[Text for analysis — start]

Overturning Citizen’s United: Why It’s Important To Get Money Out Of Politics

Money in politics isn’t an issue that divides people, it isn’t divisive in the way abortion or gun rights are. Citizens United vs FEC made it legal for there to be no spending cap implemented on corporations or political donations as long as it didn’t go directly to the political parties or candidates; elections could now be bought on a scale that never really existed before. From 2010 to 2015, the 200 most politically active companies spent $5.8 billion on political contributions and they gained $4.4 trillion in taxpayer support and tax breaks.

Bernie Sanders ran his 2016 electoral campaign (Bernie Sanders on Citizens United), based almost entirely on the issue of money in politics; that corporations own the economy, they own Wall Street, they own health care and now they have bought the government. There is a fantastic Google Chrome extension called called Greenhouse, that allows you to see the top industry donations to a particular candidate any time their name is mentioned in an article. The name is highlighted and the extension will give you the percentage of small donors, the top industries that have donated to them, and you can even go in and see a detailed breakdown of top contributors by company name and super PAC (check out Hillary Clinton).

[Text for analysis — finish]
[Entries supplied — start]

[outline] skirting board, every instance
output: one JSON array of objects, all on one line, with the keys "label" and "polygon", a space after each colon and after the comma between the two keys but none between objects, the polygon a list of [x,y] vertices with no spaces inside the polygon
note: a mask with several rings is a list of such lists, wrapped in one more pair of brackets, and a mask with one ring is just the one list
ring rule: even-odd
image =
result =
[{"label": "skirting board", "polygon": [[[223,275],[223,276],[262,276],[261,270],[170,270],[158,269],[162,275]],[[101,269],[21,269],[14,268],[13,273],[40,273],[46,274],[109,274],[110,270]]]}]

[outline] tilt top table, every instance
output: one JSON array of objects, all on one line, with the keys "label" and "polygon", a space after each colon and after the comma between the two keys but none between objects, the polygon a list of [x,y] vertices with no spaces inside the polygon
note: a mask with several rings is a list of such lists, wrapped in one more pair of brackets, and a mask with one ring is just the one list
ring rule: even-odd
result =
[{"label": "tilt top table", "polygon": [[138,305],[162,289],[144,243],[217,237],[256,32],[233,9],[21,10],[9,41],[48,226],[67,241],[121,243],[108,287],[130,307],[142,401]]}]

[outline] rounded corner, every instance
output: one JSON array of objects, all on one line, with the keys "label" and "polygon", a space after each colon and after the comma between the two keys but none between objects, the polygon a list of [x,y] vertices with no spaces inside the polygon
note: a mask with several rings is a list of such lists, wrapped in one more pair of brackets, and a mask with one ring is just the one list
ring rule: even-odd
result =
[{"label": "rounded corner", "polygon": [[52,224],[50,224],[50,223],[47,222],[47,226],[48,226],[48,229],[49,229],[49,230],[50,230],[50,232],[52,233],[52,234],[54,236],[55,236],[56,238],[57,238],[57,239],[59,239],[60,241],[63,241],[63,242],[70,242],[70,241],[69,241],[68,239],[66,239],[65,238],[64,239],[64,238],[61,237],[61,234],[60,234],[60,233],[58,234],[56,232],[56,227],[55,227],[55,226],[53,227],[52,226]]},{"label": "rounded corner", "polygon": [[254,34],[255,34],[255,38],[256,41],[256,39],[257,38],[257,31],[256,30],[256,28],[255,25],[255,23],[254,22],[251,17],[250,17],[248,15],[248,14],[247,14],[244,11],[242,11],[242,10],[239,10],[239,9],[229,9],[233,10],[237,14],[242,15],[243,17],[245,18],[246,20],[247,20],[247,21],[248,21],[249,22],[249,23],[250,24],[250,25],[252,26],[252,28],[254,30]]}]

[Entries supplied — finish]

> [Activities]
A – Copy word for word the passage of the article on money in politics that begins at the words "Bernie Sanders ran" and ends after the words "out Hillary Clinton).".
B – Carry on the article on money in politics, starting right after its final sentence.
The items come from a different source than the article on money in politics.

> [Responses by task]
A –
Bernie Sanders ran his 2016 electoral campaign (Bernie Sanders on Citizens United), based almost entirely on the issue of money in politics; that corporations own the economy, they own Wall Street, they own health care and now they have bought the government. There is a fantastic Google Chrome extension called called Greenhouse, that allows you to see the top industry donations to a particular candidate any time their name is mentioned in an article. The name is highlighted and the extension will give you the percentage of small donors, the top industries that have donated to them, and you can even go in and see a detailed breakdown of top contributors by company name and super PAC (check out Hillary Clinton).

B –
What stands out to me as the biggest problem, is that the politicians have stopped serving the electorate and started to serve the money. Money in politics tends to filter out candidates on the economic left, like Bernie Sanders for example, although he proved that you can run a campaign based on small donations. Perhaps the most chilling study that was done on the influence of money in politics was the Princeton study from 2015, which examined, over 20 years, the influence of public opinion on policy implementation. What they found that was that public opinion (of the bottom 90% of earners) has no discernible impact on what policies become law and what policies didn’t, whereas the top 10% of earners in America were found to have quite a considerable influence.

So I don’t understand why people find it so tough to grasp that the general public would flock to someone like Donald Trump. Someone who isn’t part of the the system, who wants to tear down the government as we know it. There is a great book called The Gilded Rage,  that has been written about Donald Trump and why he has garnered so much support (the author did an AMA on reddit). A lot of people, according to the book, feel trapped, they feel powerless, like Washington has abandoned them; and I think it is a legitimate concern. Given the results of the Princeton study, could you really argue with them?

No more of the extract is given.